** START Stored rows **
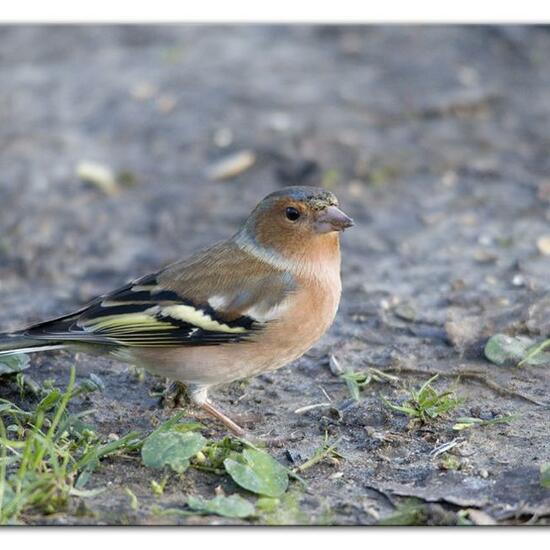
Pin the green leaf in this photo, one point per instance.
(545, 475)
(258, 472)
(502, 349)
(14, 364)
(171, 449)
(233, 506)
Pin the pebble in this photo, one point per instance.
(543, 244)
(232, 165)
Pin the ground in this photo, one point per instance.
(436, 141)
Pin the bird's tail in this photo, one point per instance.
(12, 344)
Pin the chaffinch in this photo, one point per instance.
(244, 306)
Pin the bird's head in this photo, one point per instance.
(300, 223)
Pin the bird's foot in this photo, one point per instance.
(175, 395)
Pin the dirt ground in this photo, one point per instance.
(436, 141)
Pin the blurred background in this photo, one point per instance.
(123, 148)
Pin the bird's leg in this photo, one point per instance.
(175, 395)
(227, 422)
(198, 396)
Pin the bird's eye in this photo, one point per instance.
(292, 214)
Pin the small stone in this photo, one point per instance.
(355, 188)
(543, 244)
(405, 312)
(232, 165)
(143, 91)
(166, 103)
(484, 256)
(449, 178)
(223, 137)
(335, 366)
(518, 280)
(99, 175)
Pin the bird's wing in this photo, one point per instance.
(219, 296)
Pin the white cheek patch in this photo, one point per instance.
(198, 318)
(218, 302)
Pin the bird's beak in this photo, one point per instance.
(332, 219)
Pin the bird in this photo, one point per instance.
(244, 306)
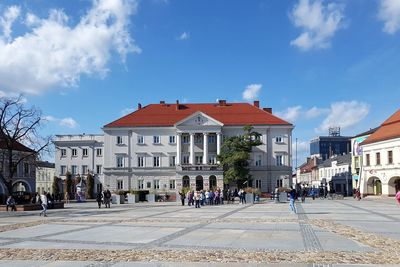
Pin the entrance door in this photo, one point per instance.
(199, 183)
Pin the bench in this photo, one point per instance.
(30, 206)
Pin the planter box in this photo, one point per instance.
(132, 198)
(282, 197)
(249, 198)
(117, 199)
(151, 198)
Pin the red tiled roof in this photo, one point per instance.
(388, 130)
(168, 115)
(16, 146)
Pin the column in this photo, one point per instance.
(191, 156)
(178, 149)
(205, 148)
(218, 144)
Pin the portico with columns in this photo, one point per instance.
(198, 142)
** END Stored rows **
** START Stored rows **
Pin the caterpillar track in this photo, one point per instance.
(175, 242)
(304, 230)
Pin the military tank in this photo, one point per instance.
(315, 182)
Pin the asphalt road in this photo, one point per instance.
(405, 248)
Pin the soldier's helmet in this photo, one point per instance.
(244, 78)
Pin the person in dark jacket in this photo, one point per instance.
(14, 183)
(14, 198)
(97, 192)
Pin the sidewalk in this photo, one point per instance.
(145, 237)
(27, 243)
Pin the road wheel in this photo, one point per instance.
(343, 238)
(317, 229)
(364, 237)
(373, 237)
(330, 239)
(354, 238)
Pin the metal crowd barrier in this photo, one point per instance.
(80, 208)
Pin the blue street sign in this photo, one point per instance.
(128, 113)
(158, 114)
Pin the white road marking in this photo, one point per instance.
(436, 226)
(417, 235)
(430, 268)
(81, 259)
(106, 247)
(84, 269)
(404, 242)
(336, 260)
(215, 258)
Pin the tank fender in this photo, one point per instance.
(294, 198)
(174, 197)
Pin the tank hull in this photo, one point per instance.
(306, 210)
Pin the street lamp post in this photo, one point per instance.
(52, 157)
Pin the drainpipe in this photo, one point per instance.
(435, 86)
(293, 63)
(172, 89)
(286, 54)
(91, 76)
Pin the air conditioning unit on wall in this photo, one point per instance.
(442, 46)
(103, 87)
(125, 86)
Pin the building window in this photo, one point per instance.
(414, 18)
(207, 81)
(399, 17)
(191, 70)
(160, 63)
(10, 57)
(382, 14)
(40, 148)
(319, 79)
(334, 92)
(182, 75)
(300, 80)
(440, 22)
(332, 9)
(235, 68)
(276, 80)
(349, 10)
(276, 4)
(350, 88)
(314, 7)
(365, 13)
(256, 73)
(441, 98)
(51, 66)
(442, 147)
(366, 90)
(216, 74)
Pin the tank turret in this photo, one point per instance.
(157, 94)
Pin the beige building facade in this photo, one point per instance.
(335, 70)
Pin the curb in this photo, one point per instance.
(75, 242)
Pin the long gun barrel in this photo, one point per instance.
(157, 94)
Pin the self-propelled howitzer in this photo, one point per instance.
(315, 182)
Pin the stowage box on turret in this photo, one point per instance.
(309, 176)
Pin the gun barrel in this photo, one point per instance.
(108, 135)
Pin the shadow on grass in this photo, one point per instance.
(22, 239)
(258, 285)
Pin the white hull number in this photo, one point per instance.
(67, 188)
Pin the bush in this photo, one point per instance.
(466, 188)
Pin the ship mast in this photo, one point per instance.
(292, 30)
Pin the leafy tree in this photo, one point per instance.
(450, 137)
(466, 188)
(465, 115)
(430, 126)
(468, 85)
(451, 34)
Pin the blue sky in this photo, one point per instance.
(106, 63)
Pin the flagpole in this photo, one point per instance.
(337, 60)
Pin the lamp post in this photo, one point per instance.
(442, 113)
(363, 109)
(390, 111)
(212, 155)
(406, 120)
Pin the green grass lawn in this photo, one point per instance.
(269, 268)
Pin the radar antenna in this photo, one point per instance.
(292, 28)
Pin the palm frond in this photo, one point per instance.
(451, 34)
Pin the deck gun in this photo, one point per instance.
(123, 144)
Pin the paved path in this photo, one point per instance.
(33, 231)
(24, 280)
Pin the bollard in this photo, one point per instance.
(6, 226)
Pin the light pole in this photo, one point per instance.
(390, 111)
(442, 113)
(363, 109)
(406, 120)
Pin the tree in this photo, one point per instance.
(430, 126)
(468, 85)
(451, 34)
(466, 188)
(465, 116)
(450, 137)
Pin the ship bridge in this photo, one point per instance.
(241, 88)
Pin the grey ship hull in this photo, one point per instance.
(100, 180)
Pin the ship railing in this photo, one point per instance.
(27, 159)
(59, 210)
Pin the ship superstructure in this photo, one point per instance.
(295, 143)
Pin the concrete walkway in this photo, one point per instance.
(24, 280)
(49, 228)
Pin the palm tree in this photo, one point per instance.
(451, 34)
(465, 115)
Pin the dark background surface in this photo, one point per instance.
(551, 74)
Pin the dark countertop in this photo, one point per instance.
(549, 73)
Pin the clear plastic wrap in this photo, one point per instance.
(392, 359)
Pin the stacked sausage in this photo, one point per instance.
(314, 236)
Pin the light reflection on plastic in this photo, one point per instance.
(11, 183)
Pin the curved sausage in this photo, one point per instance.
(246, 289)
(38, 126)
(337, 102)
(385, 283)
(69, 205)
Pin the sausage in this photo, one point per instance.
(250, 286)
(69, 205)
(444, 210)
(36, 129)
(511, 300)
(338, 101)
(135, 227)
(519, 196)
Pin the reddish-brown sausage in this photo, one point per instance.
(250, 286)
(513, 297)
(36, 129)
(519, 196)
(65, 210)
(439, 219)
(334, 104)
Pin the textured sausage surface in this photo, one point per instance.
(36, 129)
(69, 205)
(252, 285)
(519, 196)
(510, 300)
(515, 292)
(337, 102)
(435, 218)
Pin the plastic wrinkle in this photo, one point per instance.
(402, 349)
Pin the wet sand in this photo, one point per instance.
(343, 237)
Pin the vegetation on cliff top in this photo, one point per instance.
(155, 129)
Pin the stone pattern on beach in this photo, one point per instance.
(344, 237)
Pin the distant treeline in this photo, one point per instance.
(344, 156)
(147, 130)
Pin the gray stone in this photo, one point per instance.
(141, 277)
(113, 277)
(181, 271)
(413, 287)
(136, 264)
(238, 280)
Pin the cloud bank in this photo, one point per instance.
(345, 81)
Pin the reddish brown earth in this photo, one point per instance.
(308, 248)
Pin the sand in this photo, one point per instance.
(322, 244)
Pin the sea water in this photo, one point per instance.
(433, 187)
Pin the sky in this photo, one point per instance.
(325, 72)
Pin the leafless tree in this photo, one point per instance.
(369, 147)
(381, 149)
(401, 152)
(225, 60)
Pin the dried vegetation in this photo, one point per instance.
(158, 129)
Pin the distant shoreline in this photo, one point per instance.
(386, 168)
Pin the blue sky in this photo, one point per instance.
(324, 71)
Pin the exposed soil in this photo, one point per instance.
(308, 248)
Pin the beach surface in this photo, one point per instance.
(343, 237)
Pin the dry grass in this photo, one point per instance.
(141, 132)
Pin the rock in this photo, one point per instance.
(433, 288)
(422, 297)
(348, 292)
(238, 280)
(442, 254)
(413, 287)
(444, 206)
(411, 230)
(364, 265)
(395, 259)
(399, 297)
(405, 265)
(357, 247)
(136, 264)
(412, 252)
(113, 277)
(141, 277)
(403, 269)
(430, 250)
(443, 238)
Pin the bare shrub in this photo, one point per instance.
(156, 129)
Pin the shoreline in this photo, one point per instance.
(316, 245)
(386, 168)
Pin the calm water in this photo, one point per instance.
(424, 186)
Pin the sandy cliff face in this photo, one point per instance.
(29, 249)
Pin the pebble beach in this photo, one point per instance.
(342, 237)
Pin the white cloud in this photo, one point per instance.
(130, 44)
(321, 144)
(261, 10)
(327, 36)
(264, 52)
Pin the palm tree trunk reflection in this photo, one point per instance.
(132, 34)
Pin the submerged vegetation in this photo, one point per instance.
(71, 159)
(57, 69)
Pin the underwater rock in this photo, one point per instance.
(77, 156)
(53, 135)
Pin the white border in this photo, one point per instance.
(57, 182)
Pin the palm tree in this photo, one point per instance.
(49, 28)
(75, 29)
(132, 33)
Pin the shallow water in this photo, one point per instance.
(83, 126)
** END Stored rows **
** START Stored rows **
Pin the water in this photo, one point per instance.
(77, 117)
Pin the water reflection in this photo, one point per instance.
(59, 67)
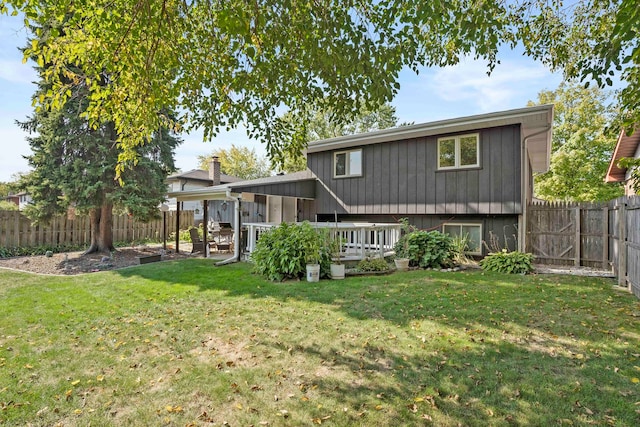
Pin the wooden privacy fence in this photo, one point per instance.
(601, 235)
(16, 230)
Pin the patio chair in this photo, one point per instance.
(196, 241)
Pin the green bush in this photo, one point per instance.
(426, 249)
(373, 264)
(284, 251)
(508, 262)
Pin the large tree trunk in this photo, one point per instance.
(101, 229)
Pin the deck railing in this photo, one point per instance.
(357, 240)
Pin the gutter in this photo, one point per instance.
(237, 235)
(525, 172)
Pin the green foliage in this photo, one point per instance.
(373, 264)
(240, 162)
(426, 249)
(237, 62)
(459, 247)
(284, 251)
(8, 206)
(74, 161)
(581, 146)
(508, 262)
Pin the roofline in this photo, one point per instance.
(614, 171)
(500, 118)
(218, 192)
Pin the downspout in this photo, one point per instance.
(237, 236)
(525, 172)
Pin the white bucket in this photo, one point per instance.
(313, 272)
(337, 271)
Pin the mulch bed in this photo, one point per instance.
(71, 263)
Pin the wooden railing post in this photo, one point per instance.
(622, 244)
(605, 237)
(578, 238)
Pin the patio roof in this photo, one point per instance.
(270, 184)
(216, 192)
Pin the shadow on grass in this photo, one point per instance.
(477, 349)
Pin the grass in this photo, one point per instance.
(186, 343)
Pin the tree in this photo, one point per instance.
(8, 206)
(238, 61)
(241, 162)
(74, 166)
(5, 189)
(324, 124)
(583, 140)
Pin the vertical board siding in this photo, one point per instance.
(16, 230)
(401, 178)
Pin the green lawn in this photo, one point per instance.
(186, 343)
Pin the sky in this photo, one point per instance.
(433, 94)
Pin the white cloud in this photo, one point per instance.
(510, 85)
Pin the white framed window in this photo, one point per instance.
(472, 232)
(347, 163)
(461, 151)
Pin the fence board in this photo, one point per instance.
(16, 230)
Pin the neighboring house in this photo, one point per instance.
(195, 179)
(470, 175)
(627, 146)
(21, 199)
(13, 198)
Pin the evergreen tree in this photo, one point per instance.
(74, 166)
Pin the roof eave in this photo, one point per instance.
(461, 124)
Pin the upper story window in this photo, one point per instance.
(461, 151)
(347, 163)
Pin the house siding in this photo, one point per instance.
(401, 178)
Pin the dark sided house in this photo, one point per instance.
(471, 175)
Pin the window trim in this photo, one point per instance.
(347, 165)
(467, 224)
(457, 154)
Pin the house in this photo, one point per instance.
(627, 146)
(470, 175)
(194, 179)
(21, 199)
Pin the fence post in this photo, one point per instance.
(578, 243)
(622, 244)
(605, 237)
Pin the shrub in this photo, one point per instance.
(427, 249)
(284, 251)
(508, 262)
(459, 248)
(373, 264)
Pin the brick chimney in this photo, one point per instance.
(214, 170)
** END Stored rows **
Identify every line in the records that contains the word "plastic" and copy each of those lines in full.

Pin the clear plastic wrap in this photo, one point per instance.
Pin the light reflection on plastic in this photo, one point per instance.
Pin the plastic wrinkle in this photo, one point per instance.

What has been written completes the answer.